THE EXERCISE >>
Copy the stretch of the listing from the line containing "Note: pick out each instance of the torii gate" through the end, keeping every line, but shift each answer point by adding 40 to both of its coordinates.

SOURCE RECORDS >>

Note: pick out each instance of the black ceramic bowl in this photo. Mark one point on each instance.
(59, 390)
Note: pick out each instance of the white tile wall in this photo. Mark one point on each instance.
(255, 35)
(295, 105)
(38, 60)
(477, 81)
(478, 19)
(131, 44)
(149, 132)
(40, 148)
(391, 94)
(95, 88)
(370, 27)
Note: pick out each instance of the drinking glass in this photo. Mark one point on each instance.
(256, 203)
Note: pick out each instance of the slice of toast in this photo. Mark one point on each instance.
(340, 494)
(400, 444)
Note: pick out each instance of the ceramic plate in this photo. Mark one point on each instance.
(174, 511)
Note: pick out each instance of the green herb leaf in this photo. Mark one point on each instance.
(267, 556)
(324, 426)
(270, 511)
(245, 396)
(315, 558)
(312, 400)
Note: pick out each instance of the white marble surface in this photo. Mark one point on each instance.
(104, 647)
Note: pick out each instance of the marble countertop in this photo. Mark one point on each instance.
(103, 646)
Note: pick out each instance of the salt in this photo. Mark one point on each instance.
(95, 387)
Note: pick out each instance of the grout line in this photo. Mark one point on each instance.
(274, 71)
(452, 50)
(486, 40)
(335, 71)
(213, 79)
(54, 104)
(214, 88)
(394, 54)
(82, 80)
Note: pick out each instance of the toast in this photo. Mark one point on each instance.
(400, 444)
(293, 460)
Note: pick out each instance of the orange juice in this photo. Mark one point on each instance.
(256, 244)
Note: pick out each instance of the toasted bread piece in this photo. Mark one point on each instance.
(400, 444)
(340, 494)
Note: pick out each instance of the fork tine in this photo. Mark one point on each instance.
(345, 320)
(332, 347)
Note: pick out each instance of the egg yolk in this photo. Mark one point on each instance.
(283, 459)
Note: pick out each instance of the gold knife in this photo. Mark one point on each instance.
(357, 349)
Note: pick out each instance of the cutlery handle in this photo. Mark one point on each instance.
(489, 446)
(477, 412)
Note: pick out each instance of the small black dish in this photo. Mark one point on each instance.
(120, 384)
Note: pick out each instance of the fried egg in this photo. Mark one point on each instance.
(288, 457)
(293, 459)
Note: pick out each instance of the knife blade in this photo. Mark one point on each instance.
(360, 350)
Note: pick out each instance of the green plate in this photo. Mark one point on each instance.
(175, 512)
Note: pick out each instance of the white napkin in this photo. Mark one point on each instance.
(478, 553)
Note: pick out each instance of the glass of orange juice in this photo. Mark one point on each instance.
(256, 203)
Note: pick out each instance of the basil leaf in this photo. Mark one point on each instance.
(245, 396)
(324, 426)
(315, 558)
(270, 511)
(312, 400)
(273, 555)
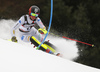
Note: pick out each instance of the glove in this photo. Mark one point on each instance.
(13, 39)
(42, 31)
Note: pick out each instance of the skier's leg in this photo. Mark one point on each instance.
(42, 47)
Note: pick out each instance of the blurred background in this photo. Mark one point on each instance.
(77, 19)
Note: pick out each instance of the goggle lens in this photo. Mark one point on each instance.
(33, 14)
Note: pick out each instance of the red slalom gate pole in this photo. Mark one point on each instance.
(78, 41)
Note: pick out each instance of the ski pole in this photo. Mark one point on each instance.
(73, 40)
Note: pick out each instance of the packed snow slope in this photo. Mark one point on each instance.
(67, 48)
(16, 57)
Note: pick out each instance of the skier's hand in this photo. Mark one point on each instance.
(13, 39)
(42, 31)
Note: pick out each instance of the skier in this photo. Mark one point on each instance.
(26, 27)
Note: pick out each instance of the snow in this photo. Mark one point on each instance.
(16, 57)
(22, 57)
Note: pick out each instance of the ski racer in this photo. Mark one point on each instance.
(27, 31)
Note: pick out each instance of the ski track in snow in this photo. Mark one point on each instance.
(67, 48)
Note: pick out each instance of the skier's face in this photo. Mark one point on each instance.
(33, 17)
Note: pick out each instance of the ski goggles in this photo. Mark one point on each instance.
(33, 14)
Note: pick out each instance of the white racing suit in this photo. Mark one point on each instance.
(27, 29)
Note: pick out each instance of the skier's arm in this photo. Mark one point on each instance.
(40, 24)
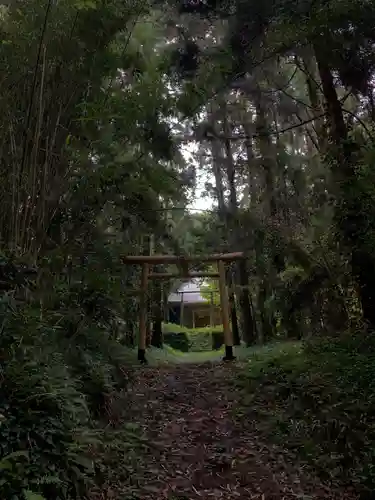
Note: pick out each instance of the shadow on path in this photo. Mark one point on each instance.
(198, 450)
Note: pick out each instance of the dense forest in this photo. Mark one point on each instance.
(118, 120)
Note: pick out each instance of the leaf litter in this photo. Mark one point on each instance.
(197, 449)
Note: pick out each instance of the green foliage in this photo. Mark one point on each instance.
(318, 400)
(193, 339)
(59, 370)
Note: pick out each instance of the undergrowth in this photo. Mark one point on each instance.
(319, 401)
(61, 373)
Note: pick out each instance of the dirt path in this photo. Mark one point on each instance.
(198, 450)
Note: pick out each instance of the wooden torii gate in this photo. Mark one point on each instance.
(149, 260)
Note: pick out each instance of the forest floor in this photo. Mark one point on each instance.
(197, 448)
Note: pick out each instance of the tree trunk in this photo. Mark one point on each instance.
(350, 213)
(242, 276)
(217, 161)
(157, 315)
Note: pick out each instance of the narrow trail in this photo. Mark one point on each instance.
(199, 450)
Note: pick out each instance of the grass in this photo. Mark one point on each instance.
(317, 400)
(173, 328)
(168, 355)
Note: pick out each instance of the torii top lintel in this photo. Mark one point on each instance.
(175, 259)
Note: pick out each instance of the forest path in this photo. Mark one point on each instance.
(198, 449)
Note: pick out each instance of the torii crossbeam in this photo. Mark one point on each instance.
(149, 260)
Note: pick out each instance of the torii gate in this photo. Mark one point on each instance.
(148, 260)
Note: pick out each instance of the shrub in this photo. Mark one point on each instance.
(320, 402)
(193, 339)
(57, 374)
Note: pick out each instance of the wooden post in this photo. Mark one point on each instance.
(224, 302)
(143, 315)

ANSWER BELOW >>
Note: pick out each instance of the torii gate in this photo. Mark one point on each instance.
(188, 300)
Note: pick out each instance of the shrub in this photo. Mark one point on each instance.
(360, 442)
(233, 379)
(97, 414)
Note: pick out each instance of the wooden post in this photo. Mark one point on each instance.
(264, 342)
(183, 355)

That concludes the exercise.